─── Selected excerpt

Search code examples
pythonpandaspdfpypdf

PyPDF2 give me blank pages in merged PDF


I have earlier come up with this question in here: pypdf2-merging-pdf-pages-issue

Where I have now come a long way and can now create my PDF files from an Excel document via Pandas into PyPDF2.

As well as where I now have the number of pages that must be per. PDF. However, my problem now is that my merged PDF files are now blank.

If I do a debug, then I can see that in my second loop, which contains the variable "paths" the right paths to my physical PDF files. But that when they then come in through:

            with path.open('rb') as pdf:
                pdf_writer.append(pdf)

Then suddenly an extra "" enters the paths so that a path can be named c: \ users \ .... then suddenly it is called c: \ users \ ...

Do not know if this is what prevents the files from being opened and read correctly, and then merged into one PDF file.

Hope some can guide me as python for me is self taught. Or in some other way can explain to me why I get created some merged PDF files that are suddenly blank on 3 pages.

My code is:

import datetime             #Handle date
import pandas as pd         #Handle data from Excel Sheet (Data analysis)
import PyPDF2 as pdf2       #Handle PDF read and merging
from pathlib import Path    #Handle path

#Skip ERROR-message: Xref table not zero-indexed. ID numbers for objects will be corrected.
#import sys
#if not sys.warnoptions:
#    import warnings
#    warnings.simplefilter("ignore")

PDF_PATH = Path('C:/Users/TH/PDF/')
EXCEL_FILENAME = 'Resources/liste.xlsx'


def main():
    today = datetime.date.today()  # The date now
    next_week = today.isocalendar()[1] + 1  # 0=Year, 1=week
    resources = pd.read_excel(EXCEL_FILENAME, sheet_name='Ark1')

    for row in resources.itertuples():
        year = row.Aargang
        paths = [
            (PDF_PATH / row.Oevelse1).with_suffix('.pdf'),
            (PDF_PATH / row.Oevelse2).with_suffix('.pdf'),
            (PDF_PATH / row.Oevelse3).with_suffix('.pdf'),
        ]
        pdf_writer = pdf2.PdfFileMerger()
        for path in paths:
            with path.open('rb') as pdf:
                pdf_writer.append(pdf)
        with open(f'Uge {next_week} - {year} Merged_doc.pdf', 'wb') as output:
            pdf_writer.write(output)


if __name__ == '__main__':
    main()

──────
─── Record set

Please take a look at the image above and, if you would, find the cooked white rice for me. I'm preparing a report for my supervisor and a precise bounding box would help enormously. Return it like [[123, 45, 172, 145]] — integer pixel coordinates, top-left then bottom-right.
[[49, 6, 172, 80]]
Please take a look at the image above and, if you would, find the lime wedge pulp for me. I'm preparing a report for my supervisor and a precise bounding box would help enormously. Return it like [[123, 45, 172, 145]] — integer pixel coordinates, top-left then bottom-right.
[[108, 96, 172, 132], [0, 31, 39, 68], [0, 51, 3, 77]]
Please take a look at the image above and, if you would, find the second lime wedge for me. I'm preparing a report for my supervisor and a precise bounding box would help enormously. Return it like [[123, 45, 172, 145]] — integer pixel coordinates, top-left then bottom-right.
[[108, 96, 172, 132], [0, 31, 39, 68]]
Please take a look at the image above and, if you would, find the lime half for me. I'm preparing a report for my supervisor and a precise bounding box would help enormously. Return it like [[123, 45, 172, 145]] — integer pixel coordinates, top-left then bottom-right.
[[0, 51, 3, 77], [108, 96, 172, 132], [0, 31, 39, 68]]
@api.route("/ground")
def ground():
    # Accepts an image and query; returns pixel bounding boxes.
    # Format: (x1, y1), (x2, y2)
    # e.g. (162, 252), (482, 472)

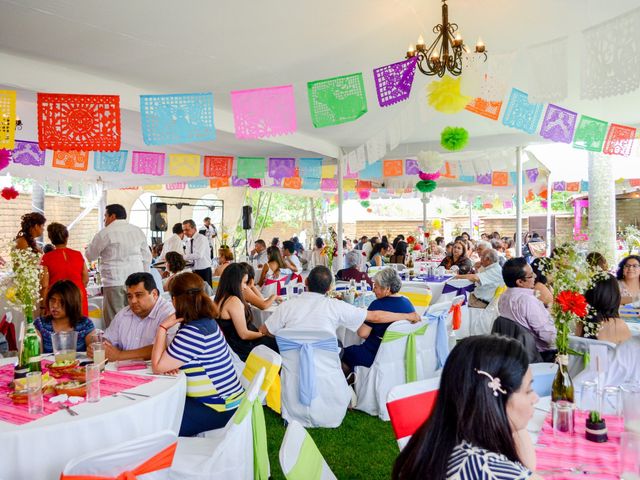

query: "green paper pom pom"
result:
(416, 180), (438, 193)
(440, 127), (469, 152)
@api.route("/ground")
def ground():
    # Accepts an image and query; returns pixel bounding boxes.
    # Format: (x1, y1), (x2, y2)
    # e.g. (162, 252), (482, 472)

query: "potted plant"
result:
(584, 410), (608, 443)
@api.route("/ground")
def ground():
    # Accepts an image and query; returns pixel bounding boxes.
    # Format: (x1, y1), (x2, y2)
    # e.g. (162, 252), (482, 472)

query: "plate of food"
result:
(55, 380), (87, 397)
(47, 360), (80, 378)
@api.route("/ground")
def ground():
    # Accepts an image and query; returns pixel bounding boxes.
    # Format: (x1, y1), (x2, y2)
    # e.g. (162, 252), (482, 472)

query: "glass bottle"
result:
(551, 354), (574, 403)
(20, 313), (42, 372)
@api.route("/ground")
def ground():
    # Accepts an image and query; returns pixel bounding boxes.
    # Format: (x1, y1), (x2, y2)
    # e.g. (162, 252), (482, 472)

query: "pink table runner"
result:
(536, 412), (636, 480)
(0, 361), (154, 425)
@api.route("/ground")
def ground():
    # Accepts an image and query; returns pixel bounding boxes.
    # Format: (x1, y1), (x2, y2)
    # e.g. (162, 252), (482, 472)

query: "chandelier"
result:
(405, 0), (487, 77)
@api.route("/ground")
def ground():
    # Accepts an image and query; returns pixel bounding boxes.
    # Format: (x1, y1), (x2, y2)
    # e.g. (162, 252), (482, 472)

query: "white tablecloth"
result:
(0, 359), (186, 480)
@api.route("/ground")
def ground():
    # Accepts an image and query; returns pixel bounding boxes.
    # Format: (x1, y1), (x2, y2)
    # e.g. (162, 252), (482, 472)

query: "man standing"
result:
(159, 223), (184, 262)
(182, 219), (212, 286)
(282, 240), (302, 273)
(85, 204), (151, 327)
(87, 272), (175, 362)
(249, 239), (268, 268)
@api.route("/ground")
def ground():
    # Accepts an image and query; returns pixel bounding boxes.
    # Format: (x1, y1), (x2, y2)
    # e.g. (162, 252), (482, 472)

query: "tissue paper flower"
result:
(427, 77), (473, 113)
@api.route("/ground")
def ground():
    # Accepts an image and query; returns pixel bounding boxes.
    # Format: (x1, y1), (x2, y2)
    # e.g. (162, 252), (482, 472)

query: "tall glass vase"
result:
(551, 354), (574, 403)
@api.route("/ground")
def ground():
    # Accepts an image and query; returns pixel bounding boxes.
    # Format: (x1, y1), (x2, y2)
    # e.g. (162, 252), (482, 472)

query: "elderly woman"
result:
(342, 268), (416, 374)
(336, 250), (373, 286)
(616, 255), (640, 305)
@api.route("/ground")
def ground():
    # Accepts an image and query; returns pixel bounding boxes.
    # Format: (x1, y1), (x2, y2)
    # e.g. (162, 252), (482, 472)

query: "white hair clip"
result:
(476, 370), (507, 397)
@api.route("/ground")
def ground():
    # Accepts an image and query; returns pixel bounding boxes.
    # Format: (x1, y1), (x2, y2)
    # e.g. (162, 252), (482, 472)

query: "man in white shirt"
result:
(456, 248), (504, 308)
(249, 239), (268, 268)
(87, 272), (175, 362)
(182, 219), (213, 286)
(282, 240), (302, 273)
(260, 266), (420, 336)
(160, 223), (184, 262)
(85, 204), (151, 327)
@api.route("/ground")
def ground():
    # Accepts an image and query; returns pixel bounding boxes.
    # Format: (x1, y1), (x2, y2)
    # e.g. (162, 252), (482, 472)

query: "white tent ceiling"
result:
(0, 0), (640, 189)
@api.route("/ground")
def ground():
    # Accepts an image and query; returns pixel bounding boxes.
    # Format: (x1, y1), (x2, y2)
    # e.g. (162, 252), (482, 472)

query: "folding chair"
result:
(60, 430), (177, 480)
(387, 377), (440, 450)
(279, 420), (337, 480)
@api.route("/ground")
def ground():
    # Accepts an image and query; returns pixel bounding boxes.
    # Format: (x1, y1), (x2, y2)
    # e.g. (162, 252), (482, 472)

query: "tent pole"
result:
(545, 172), (553, 257)
(422, 192), (427, 233)
(334, 152), (344, 272)
(515, 147), (522, 257)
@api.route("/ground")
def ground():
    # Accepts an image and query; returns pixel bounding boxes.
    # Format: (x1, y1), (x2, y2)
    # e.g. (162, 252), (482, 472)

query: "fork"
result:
(58, 403), (80, 417)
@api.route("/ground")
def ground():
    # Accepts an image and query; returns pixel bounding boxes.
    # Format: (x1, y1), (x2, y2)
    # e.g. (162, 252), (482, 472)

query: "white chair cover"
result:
(530, 363), (558, 397)
(387, 377), (440, 450)
(62, 430), (177, 480)
(279, 420), (336, 480)
(354, 322), (440, 421)
(170, 369), (264, 480)
(278, 328), (351, 428)
(569, 335), (616, 381)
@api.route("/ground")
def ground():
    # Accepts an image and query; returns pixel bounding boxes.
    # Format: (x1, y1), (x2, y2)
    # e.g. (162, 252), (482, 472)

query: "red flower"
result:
(2, 187), (18, 200)
(556, 290), (587, 318)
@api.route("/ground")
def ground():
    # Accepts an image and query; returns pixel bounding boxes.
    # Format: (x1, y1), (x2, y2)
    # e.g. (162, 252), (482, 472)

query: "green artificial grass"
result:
(264, 407), (399, 480)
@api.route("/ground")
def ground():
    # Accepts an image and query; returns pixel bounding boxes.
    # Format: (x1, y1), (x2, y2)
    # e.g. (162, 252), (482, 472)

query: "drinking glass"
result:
(27, 372), (44, 415)
(620, 432), (640, 480)
(600, 387), (620, 416)
(91, 342), (105, 370)
(85, 363), (100, 403)
(580, 381), (600, 412)
(620, 383), (640, 435)
(51, 332), (78, 363)
(551, 400), (574, 435)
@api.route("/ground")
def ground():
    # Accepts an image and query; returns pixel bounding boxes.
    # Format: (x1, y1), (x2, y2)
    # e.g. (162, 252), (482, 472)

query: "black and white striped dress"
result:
(447, 442), (532, 480)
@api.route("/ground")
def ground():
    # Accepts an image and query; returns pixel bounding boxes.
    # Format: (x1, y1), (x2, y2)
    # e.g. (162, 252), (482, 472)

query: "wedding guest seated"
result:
(336, 250), (373, 286)
(531, 258), (553, 308)
(87, 272), (175, 362)
(213, 263), (278, 362)
(368, 242), (391, 267)
(342, 268), (416, 374)
(616, 255), (640, 305)
(498, 257), (556, 362)
(389, 240), (408, 265)
(151, 272), (244, 437)
(213, 246), (233, 277)
(455, 248), (504, 308)
(260, 267), (420, 337)
(392, 335), (541, 480)
(587, 252), (609, 272)
(238, 262), (282, 310)
(440, 240), (473, 274)
(258, 246), (291, 287)
(576, 275), (631, 344)
(34, 280), (95, 353)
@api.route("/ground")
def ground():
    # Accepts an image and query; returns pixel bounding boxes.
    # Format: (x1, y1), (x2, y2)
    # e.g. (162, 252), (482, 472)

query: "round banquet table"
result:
(0, 359), (186, 480)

──────

Task details: Rewrite the paragraph starting "Hope some can guide me" from the forum post on blank PyPDF2 pages as a short list that keeps its main facts.

Expected answer:
- The writer taught themselves Python and asks for guidance.
- They want an explanation of why their merged PDF files are blank on 3 pages.